┌────────

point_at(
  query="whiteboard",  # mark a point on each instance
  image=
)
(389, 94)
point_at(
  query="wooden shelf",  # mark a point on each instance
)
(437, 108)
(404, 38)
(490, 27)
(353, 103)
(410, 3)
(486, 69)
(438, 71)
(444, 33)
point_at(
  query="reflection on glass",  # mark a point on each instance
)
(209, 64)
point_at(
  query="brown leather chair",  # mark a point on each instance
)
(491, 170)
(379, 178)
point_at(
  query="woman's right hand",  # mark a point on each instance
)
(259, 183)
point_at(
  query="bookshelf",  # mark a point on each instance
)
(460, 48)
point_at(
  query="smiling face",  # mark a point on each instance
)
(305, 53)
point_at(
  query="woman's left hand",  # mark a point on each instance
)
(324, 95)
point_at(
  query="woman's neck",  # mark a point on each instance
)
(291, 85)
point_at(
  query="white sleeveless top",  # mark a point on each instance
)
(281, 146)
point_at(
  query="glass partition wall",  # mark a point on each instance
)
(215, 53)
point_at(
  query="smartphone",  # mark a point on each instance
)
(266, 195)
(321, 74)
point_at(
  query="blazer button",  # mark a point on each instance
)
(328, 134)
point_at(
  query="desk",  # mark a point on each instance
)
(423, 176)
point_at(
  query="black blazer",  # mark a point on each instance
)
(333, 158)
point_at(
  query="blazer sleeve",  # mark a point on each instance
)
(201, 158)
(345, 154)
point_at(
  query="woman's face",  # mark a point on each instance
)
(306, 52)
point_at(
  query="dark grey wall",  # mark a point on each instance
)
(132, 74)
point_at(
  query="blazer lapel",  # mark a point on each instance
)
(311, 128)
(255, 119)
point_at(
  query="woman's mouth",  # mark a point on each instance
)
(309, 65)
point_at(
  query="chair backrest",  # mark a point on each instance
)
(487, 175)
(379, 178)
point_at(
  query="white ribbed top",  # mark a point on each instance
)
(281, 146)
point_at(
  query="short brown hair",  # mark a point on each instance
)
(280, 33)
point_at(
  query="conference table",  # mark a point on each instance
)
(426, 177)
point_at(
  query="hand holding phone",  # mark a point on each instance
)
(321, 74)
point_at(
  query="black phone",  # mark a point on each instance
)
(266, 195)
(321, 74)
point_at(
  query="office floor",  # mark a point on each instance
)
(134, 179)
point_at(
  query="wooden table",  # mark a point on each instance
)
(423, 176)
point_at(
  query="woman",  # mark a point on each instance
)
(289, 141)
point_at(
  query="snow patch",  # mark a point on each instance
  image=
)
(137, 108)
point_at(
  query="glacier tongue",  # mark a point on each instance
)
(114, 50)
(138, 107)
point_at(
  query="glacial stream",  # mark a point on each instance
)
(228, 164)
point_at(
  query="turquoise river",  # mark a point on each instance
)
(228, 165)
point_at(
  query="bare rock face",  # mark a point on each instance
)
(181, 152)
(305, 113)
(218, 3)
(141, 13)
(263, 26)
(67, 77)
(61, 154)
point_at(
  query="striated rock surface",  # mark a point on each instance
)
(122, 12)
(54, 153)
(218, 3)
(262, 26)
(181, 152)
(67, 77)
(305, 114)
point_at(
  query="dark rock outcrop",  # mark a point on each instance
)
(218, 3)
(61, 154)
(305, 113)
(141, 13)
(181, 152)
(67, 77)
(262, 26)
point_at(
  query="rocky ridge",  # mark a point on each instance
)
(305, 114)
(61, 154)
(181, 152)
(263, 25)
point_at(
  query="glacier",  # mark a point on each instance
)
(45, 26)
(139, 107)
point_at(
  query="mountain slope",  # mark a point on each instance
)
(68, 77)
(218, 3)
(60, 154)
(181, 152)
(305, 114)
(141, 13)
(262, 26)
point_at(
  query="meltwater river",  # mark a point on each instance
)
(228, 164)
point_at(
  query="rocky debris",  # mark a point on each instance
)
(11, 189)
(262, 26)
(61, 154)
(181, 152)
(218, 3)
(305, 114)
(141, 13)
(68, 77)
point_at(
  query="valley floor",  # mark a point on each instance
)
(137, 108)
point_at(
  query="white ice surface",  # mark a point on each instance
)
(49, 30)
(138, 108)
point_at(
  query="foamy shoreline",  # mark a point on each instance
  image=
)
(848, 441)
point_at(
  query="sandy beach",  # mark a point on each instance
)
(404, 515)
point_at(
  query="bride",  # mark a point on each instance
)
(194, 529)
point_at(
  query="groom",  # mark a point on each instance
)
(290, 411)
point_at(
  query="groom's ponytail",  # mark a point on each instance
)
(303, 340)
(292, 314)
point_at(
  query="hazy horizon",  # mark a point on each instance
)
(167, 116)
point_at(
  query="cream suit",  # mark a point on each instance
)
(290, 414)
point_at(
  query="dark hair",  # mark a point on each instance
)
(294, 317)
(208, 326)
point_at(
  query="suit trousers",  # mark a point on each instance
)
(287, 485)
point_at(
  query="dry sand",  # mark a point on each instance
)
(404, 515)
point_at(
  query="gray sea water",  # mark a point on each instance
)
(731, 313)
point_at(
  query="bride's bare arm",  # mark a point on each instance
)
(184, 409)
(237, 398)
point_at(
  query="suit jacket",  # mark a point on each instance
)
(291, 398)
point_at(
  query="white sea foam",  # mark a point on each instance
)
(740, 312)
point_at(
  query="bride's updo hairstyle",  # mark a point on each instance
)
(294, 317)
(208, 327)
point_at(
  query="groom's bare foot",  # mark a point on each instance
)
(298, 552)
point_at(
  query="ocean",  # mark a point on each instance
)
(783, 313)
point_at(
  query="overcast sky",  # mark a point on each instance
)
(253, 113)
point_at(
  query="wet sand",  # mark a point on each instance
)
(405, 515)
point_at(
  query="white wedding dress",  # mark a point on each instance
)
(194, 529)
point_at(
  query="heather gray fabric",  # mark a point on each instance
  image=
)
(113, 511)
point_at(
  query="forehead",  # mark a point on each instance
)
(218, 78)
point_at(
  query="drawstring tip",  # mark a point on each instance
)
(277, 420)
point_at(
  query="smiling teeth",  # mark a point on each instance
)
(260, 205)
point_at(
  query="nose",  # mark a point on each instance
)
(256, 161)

└────────

PROBLEM DESCRIPTION:
Would you set down all the lines above, exactly and in full?

SOLUTION TO THIS TASK:
point_at(
  query="whiteboard",  # mark a point on each instance
  image=
)
(389, 94)
point_at(
  query="wooden shelf",  # mark a point on each instance
)
(437, 108)
(404, 38)
(490, 27)
(353, 103)
(410, 3)
(486, 69)
(438, 71)
(444, 33)
point_at(
  query="reflection on glass",  # mark a point on each instance
)
(209, 64)
point_at(
  query="brown leather chair",  # mark a point on each instance
)
(491, 170)
(379, 178)
point_at(
  query="woman's right hand",  # mark a point on each instance
)
(259, 183)
point_at(
  query="bookshelf",  # mark a point on each instance
)
(460, 48)
point_at(
  query="smiling face",  # mark a point on each instance
)
(305, 53)
point_at(
  query="woman's left hand",  # mark a point on each instance
)
(324, 95)
point_at(
  query="woman's neck",  # mark a point on each instance
)
(291, 85)
point_at(
  query="white sleeveless top",  # mark a point on each instance
)
(281, 146)
point_at(
  query="glass partition wall",  # mark a point on each instance
)
(215, 53)
point_at(
  query="smartphone",  # mark a point on each instance
)
(266, 195)
(321, 74)
point_at(
  query="blazer button",  # mark a point on each instance
)
(328, 134)
point_at(
  query="desk",  # mark a point on each instance
)
(423, 176)
point_at(
  query="black blazer",  # mark a point on each instance
)
(333, 158)
point_at(
  query="blazer sleeve",  # mark a point on each instance
)
(201, 158)
(345, 154)
point_at(
  query="woman's face",  # mark a point on each instance
)
(306, 52)
point_at(
  query="dark grey wall",  # mark a point on each instance
)
(132, 74)
point_at(
  query="blazer lapel",  # mark a point on each instance
)
(311, 128)
(255, 119)
point_at(
  query="woman's mouth",  # mark a point on each instance
)
(309, 65)
point_at(
  query="chair backrest",  # mark a point on each instance
)
(487, 175)
(379, 178)
point_at(
  query="white ribbed top",  # mark a point on each instance
)
(281, 146)
point_at(
  query="short brown hair",  # mark a point on each instance
)
(280, 33)
point_at(
  query="conference table",  # mark a point on each instance
)
(426, 177)
point_at(
  query="hand holding phone",  # mark a point on each instance
)
(321, 74)
point_at(
  query="black phone",  # mark a point on each instance
)
(266, 195)
(321, 74)
point_at(
  query="office floor",  # mark a point on each instance
)
(134, 179)
point_at(
  query="wooden table",  # mark a point on each instance
)
(423, 176)
point_at(
  query="woman",  # mark a point on each instance
)
(289, 141)
point_at(
  query="snow patch",  # mark a point on each instance
  image=
)
(137, 108)
point_at(
  query="glacier tongue",  # mark a point on each instance
)
(114, 50)
(138, 107)
point_at(
  query="glacial stream",  # mark a point on each instance
)
(228, 164)
point_at(
  query="turquoise river",  # mark a point on each instance
)
(228, 165)
point_at(
  query="bare rock face",  # mark a point on each instance
)
(181, 152)
(305, 113)
(218, 3)
(141, 13)
(263, 26)
(67, 77)
(61, 154)
point_at(
  query="striated rock surface",  # mark a point on each instance
)
(122, 12)
(54, 153)
(218, 3)
(262, 26)
(181, 152)
(67, 77)
(305, 114)
point_at(
  query="dark rock outcrop",  # mark a point on each instance
)
(218, 3)
(61, 154)
(305, 113)
(141, 13)
(181, 152)
(67, 77)
(262, 26)
point_at(
  query="rocky ridge",  # mark a point on each instance
)
(305, 114)
(61, 154)
(181, 152)
(263, 25)
point_at(
  query="glacier",  # mark a point on each instance
)
(45, 26)
(139, 107)
point_at(
  query="mountain slope",  # mark a point on each instance
)
(68, 77)
(218, 3)
(60, 154)
(181, 152)
(305, 114)
(141, 13)
(262, 26)
point_at(
  query="meltwater river",  # mark a point on each instance
)
(228, 164)
point_at(
  query="rocky debris",  # mark a point on each instance
)
(11, 189)
(262, 26)
(61, 154)
(181, 152)
(218, 3)
(305, 114)
(141, 13)
(68, 77)
point_at(
  query="valley floor",  # mark a point on each instance
)
(137, 108)
point_at(
  query="white ice surface",  # mark a point on each instance
)
(49, 30)
(138, 108)
point_at(
  query="foamy shoreline",  # mark a point on each instance
  image=
)
(848, 441)
point_at(
  query="sandy beach",  # mark a point on each instance
)
(404, 515)
point_at(
  query="bride",  # mark a point on each instance
)
(194, 529)
point_at(
  query="groom",  # mark a point on each instance
)
(290, 411)
point_at(
  query="groom's ponytail",  # mark a point on each instance
)
(303, 340)
(292, 314)
point_at(
  query="hazy horizon",  # mark a point on each instance
)
(167, 116)
point_at(
  query="cream suit",  # mark a point on each instance
)
(290, 414)
point_at(
  query="dark hair",  # mark a point on each instance
)
(294, 317)
(208, 326)
point_at(
  query="suit trousers",  # mark a point on each instance
)
(287, 485)
point_at(
  query="dry sand",  # mark a point on each instance
)
(404, 515)
point_at(
  query="gray sea water",  # mark a point on each instance
)
(731, 313)
point_at(
  query="bride's bare arm",  # mark a point on each instance
)
(184, 409)
(237, 398)
point_at(
  query="suit jacket",  # mark a point on each instance
)
(291, 398)
point_at(
  query="white sea foam",  # mark a point on each instance
)
(740, 312)
point_at(
  query="bride's updo hairstyle",  # mark a point on each instance
)
(294, 317)
(208, 327)
point_at(
  query="groom's bare foot",  # mark a point on each instance
)
(298, 552)
point_at(
  query="ocean",  # mark a point on each instance
)
(783, 313)
point_at(
  query="overcast sky",  # mark a point on each instance
)
(253, 113)
point_at(
  query="wet sand",  # mark a point on each instance
)
(405, 515)
point_at(
  query="white wedding dress",  # mark a point on each instance
)
(194, 529)
point_at(
  query="heather gray fabric",  # mark a point on each instance
  image=
)
(113, 511)
point_at(
  query="forehead",  # mark a point on each instance
)
(218, 78)
point_at(
  query="drawstring tip",  # mark a point on each instance
)
(277, 420)
point_at(
  query="smiling teeth",  # mark a point on each instance
)
(260, 205)
point_at(
  query="nose",  # mark a point on each instance
)
(256, 161)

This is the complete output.